:: The request ::
Rewrite all the rows below with "set a dot" changed to "place a marker" and everything else kept the same. Omit the pictures from your version.

****************

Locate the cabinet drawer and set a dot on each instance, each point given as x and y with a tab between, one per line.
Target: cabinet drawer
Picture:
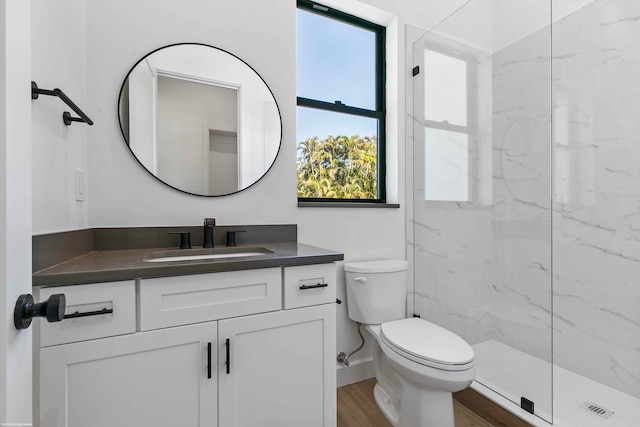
305	285
88	299
172	301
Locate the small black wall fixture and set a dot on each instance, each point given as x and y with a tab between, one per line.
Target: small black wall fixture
67	118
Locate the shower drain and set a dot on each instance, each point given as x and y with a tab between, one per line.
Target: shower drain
597	409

****************

:: The answer ::
Locate the cabinet drawer and place a marker on each instance, each point given as x and y with a tab between, one per line.
Target: cabinet drawer
Picture:
305	285
88	299
172	301
Locate the small black wall fixture and place a marker on each instance, each point given as x and y with a tab between, one per line.
Target: small black wall fixture
67	118
Locate the shower drain and place a marker on each instance, each point given as x and y with a tab between, one per line.
Target: shower drain
597	409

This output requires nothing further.